◆ **RECORDS TO PROCESS**:
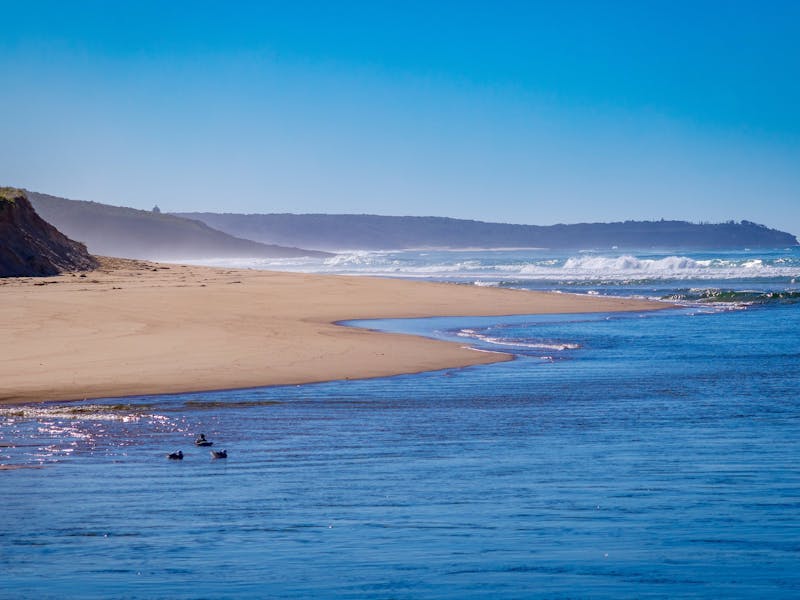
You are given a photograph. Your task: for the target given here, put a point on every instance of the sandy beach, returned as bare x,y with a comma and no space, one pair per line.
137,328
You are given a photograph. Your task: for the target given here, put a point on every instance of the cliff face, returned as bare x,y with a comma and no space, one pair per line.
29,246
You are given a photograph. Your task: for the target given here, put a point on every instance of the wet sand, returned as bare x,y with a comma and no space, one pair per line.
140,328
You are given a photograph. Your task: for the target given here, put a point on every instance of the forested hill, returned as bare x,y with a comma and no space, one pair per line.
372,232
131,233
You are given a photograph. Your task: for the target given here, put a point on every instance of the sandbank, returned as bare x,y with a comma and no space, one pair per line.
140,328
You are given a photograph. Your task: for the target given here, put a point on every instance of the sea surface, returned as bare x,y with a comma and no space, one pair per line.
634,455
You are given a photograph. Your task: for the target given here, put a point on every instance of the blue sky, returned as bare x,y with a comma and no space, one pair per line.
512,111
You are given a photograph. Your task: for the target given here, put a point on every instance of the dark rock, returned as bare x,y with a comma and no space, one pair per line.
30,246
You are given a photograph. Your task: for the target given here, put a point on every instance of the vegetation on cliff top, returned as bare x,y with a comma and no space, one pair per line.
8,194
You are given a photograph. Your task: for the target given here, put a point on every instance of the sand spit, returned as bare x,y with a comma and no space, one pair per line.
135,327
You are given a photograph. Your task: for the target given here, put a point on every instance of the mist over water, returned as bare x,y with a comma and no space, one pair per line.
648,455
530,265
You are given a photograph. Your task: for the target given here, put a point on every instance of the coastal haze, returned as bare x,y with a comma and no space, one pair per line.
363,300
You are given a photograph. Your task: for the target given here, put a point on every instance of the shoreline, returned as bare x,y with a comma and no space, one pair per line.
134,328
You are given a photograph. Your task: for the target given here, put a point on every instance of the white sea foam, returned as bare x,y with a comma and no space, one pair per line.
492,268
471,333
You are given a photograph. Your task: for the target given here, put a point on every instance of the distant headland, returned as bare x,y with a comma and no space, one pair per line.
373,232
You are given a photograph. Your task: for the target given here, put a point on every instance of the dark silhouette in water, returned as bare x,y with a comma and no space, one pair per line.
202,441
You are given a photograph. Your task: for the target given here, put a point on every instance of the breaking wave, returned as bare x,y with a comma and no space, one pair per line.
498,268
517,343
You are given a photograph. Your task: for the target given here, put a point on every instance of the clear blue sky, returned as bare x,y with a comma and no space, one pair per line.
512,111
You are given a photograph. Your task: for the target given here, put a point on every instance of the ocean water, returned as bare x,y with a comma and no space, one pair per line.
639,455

◆ **ASSIGNMENT**: The result should be all the records, retyped exactly, with no pictures among them.

◆ **SOLVED PROBLEM**:
You are given a photograph. Your task: for the target given here, put a point on every instance of the sandy beach, returned as bare x,y with a comma and no space, one pair per line.
137,328
You are given a photograph. Your task: for the target given here, put a point on every instance of the cliff face, returned as bare x,y with a comma and no space, one pair per line.
29,246
You are given a photograph. Your task: for the target given here, put a point on every instance of the wet sand, returned as bare x,y with a comma and no space, one pair per line.
140,328
You are given a photograph. Your task: for the target given here, put a point on every instance of the forested hill, returned as bare x,y with a comma and no space, one pair per line.
372,232
131,233
You are given a photograph. Your task: for the target given here, put a point on every instance of the sandbank, returned as bare x,y with a comma and no space, one pair per line.
140,328
You are given a photograph. Your task: for the target given here, put a point on every instance of the sea surface, returned as bare x,y with a comma and no space, one pair per line.
634,455
You are given a photograph. Your task: for the target given here, put a point on every instance of the blue sky, returned as bare x,y with a comma and no space, one pair per line.
512,111
You are given a photograph. Your task: for the target given here, put a point on every instance of the dark rock, returned as bare x,y with a comma and no space, one pair per line.
30,246
You are given a photograph. Your task: for the target given here, put a point on every instance of the vegetation on cliff top, returned as bare x,y with a comma and no space, one pair per line.
8,194
You are given a photograph. Your task: for the target given here, put a point on every instance of the sand spit, returned as bare x,y with a comma and no space, one pair per line.
135,327
You are given a photograph. Your task: for the target given here, put a point on every instance of the mist over water, returned as bare x,y with a comma and no space, one pair per line.
648,455
530,265
You are given a photograph. Your task: for the target given here, put a point on every instance of the coastal haze, returned as bare x,y with a comma and no space, one pair per line.
363,300
You are given a photograph. Your task: for the target given here, put a point on every instance of the shoreline, returned as bare x,y with a comma and no space, one pair per line.
134,328
You are given a photograph. Your task: for the target given here, put a point on every instance of the white sea foam, returned as bare x,y with a comma and no space, one pair per line.
492,268
471,333
You are given a photograph. Your task: for the target given here, put a point on every instance of the distant headland, returned as bare x,y with a comma and no space, one pair per line.
373,232
You are given a photograph. Your task: for the target given here, put a point on every instance of the dark silhouette in water, returned as bare x,y with a comma and no space, one pair per line.
202,441
You are given a photograph. Your task: for the target given here, put a point on every instance of the breaking wave, returned as bare x,y with a comma and no space, one pair per line.
498,268
517,343
You are given a photograph. Your task: for the target given here, put a point on every instance of the clear blue sky, returned as bare x,y with a comma and no space, one pair per line.
512,111
You are given a photograph. Your task: for the target given here, put a point on every instance of the ocean water, returned as bare x,y with a comma and no space, one pair per line.
639,455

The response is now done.